[sdiy] VU meter algorithms

Tom Wiltshire tom at electricdruid.net
Mon Mar 18 20:24:17 CET 2019


Very interesting, Ben, and a bit different from what I’ve been doing. Where did you learn that? Is that a invention of yours or a standard algorithm?

Thanks,
Tom

==================
       Electric Druid
Synth & Stompbox DIY
==================

> On 18 Mar 2019, at 19:11, Ben Bradley <ben.pi.bradley at gmail.com> wrote:
> 
> Practically speaking, it's rare if ever that a musical signal has a
> 20kHz frequency as its biggest signal. 40kHz sampling of the direct
> audio should be plenty.
> 
> Having hardware to do the rectification and filtering would certainly
> work (look up "precision rectifier" circuits where one or more diodes
> are in an op-amp's feedback loop), but again, I don't see them as
> necessary. Digitizing audio at sufficient sample rate and resolution
> is pretty cheap thesedays. The problem is then back to the OP's
> question, finding good algorithms for level indication.

### Supplied entries:
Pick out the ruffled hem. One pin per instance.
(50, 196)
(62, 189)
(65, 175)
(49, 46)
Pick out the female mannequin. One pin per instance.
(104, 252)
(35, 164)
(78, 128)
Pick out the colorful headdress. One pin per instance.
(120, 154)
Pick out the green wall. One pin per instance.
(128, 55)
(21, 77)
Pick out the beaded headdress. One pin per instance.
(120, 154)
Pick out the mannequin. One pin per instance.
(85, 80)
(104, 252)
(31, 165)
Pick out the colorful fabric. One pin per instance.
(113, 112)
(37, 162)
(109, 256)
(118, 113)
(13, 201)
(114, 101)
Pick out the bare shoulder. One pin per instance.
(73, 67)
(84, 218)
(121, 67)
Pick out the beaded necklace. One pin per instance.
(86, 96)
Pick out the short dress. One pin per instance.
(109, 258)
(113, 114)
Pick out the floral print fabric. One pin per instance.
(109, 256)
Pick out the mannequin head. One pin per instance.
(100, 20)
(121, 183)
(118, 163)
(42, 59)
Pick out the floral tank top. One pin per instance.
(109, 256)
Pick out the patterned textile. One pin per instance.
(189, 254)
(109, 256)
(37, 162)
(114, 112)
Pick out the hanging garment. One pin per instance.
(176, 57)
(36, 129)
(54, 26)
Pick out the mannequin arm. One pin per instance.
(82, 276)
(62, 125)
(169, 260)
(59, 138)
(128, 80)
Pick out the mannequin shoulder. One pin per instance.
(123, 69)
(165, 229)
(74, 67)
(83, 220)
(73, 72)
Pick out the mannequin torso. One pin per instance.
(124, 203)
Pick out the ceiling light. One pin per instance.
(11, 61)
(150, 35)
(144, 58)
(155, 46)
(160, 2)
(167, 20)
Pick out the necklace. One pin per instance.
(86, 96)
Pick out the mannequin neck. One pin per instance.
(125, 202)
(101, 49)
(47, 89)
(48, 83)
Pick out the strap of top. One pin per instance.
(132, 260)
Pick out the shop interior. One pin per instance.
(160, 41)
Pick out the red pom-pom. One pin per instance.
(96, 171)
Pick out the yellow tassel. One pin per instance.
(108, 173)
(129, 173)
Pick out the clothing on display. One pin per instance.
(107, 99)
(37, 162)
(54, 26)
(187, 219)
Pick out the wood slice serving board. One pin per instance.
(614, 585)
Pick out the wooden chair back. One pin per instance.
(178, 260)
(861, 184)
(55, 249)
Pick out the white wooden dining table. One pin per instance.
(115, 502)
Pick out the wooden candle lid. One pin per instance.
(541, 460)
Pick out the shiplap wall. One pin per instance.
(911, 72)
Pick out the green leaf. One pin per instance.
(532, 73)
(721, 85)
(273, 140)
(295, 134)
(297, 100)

### The task:
In the message, what sampling rate for the direct audio does Ben Bradley call plenty? The listing has no connection to the message above.

### Task result:
40kHz